Count how many lines in the rows below contain the string "every", treating uppercase and lowercase as different. Reply with that number alone.

========

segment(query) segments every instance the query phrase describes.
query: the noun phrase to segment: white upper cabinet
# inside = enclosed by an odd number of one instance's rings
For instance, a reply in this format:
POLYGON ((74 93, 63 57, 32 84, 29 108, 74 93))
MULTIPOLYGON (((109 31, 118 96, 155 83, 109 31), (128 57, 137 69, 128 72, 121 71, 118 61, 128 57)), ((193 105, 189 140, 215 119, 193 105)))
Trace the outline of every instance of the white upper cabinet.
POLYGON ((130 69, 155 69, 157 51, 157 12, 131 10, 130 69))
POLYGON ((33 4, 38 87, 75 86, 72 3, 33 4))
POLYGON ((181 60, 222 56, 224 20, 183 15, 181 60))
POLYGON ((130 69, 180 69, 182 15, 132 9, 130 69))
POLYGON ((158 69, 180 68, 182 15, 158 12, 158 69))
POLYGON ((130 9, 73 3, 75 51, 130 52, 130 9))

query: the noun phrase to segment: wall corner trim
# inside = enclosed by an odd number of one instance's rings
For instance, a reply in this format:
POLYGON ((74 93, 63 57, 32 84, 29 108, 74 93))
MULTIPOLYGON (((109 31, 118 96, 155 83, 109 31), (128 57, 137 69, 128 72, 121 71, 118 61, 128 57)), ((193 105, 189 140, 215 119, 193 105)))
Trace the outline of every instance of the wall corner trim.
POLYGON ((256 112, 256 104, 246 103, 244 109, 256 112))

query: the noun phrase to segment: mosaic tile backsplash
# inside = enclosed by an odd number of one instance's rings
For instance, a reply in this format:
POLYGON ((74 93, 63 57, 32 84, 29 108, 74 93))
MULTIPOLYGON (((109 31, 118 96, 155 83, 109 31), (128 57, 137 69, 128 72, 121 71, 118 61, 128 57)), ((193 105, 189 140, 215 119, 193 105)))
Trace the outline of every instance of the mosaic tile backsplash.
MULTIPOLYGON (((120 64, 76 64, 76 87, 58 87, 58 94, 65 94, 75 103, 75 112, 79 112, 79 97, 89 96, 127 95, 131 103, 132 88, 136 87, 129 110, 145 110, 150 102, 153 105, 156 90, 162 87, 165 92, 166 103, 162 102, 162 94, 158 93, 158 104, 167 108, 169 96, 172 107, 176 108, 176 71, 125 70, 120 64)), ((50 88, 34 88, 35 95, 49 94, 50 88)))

========

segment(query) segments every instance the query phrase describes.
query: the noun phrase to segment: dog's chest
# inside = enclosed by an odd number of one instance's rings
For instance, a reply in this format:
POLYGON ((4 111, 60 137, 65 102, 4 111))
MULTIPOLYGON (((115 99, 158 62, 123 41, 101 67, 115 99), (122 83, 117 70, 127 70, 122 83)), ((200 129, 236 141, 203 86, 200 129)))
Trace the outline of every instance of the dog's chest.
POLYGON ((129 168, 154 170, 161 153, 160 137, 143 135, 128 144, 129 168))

========

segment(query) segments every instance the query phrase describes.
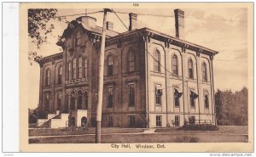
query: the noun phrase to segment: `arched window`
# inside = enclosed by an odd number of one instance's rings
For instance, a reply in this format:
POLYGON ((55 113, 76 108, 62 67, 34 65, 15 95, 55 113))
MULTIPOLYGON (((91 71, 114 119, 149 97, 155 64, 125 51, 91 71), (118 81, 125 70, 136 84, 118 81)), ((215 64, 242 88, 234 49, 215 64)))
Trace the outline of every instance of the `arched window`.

========

▸ **SOLUTION FOR THIS PROBLEM**
8